• Prompt 1
Please recast every line of the stored data records below as a Markdown table, leaving out blank lines, with the columns "Row" for the row number and "Line" for the line itself.

^^^^

Me, a name I call myself

Okay, I wouldn’t go as far as regarding the word “me” as a name I call myself, whatever that song says, but seriously – if you ask someone what their name is, you can get a whole range of answers. They might say: my name is Joseph but my friends call me Joe. They might tell you that their family have a pet name for them, which none of their friends even know about. They may have a name their friends from college call them, a name only used by friends from their football team, or the knitting circle, or whatever. If, like me, they’re Jewish, they may have a Hebrew or Yiddish name which is only used within the Jewish community. If they’re Chinese, they may have both a Chinese name and an English name.

Years ago I had a neighbour whose name was John. His friends called him Hat. When he turned up at the pub they wouldn’t say “here’s John”, they’d say “here’s Hat, hello Hat, what are you having, Hat?”
Google say that in the name section of your profile you should put the name you are commonly known by, as though there is, for each and every person, one such name. To which I say: fiddlesticks.

^^^^

• Prompt 2
Extend the essay about people's many names above, starting after its final sentence.

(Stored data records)
^^^^

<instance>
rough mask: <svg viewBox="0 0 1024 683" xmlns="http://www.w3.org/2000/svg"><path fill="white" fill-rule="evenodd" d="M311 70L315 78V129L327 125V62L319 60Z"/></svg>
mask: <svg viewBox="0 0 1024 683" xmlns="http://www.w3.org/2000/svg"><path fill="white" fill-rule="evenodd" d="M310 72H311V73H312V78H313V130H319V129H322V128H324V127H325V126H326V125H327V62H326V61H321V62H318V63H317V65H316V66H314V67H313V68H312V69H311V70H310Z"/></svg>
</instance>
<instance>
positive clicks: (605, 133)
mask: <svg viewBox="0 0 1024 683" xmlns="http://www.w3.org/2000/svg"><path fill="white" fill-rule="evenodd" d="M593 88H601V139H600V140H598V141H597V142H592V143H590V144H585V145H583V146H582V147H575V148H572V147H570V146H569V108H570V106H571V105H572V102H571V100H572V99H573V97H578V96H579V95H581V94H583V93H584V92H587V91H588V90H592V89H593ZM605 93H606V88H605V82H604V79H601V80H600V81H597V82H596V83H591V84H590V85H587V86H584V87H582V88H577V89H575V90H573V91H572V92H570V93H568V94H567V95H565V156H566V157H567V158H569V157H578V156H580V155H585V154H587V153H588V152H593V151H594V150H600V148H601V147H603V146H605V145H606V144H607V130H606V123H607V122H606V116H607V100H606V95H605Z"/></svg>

^^^^

• Written reply 1
| Row | Line |
|---|---|
| 1 | <instance> |
| 2 | rough mask: <svg viewBox="0 0 1024 683" xmlns="http://www.w3.org/2000/svg"><path fill="white" fill-rule="evenodd" d="M311 70L315 78V129L327 125V62L319 60Z"/></svg> |
| 3 | mask: <svg viewBox="0 0 1024 683" xmlns="http://www.w3.org/2000/svg"><path fill="white" fill-rule="evenodd" d="M310 72H311V73H312V78H313V130H319V129H322V128H324V127H325V126H326V125H327V62H326V61H321V62H318V63H317V65H316V66H314V67H313V68H312V69H311V70H310Z"/></svg> |
| 4 | </instance> |
| 5 | <instance> |
| 6 | positive clicks: (605, 133) |
| 7 | mask: <svg viewBox="0 0 1024 683" xmlns="http://www.w3.org/2000/svg"><path fill="white" fill-rule="evenodd" d="M593 88H601V139H600V140H598V141H597V142H592V143H590V144H585V145H583V146H582V147H575V148H572V147H570V146H569V108H570V106H571V105H572V102H571V100H572V99H573V97H578V96H579V95H581V94H583V93H584V92H587V91H588V90H592V89H593ZM605 93H606V88H605V82H604V79H601V80H600V81H597V82H596V83H591V84H590V85H587V86H584V87H582V88H577V89H575V90H573V91H572V92H570V93H568V94H567V95H565V156H566V157H567V158H569V157H578V156H580V155H585V154H587V153H588V152H593V151H594V150H600V148H601V147H603V146H605V145H606V144H607V130H606V123H607V122H606V116H607V100H606V95H605Z"/></svg> |

• Written reply 2
Ah, they say, but you can put the other stuff in the “other names” field, and if someone looks for you under any of those names they’ll still be able to find you. Sure, that will work if they’re looking for you. But what happens if they just bump into you in conversation somewhere? How are they meant to recognise you if you’re not allowed to show all the names you are known by? My ex-neighbour would, under Google’s regulations, be forced to sign up as John Butler, and put “Hat” under “other names”. His friends wouldn’t know it’s him.
And as I look at this example I’ve just used, I’m smiling to myself, because of course the surname Butler was originally used very much in the same way that this guy’s friends use the name Hat – to distinguish which John you’re talking about. That’s how surnames evolved.
In some cultures people just don’t have surnames. Clearly they manage fine without them.
In some cultures people have surnames, but use an extra name to identify themselves by, like “son of” or “daughter of” – I’m aware of this practice both in Arab culture and in Russian culture. (And of course some of the existing English surnames actually started out as exactly that: Johnson, etc.) In Arab culture there is even a custom of taking on a new name when you have a son – you stop being known by your first name, and become “father of” (Abu) or “mother of” (Um).
But I wasn’t going to get into different naming conventions in different cultures – I wanted to focus on the fact that Google’s insistence on the use of one name, made up of a first name and a last name, is not consistent with what goes on in real life. Even leaving aside the issue of people who don’t have a first name+last name combination at all, the idea that each person has one name by which they are known in all contexts is just not realistic.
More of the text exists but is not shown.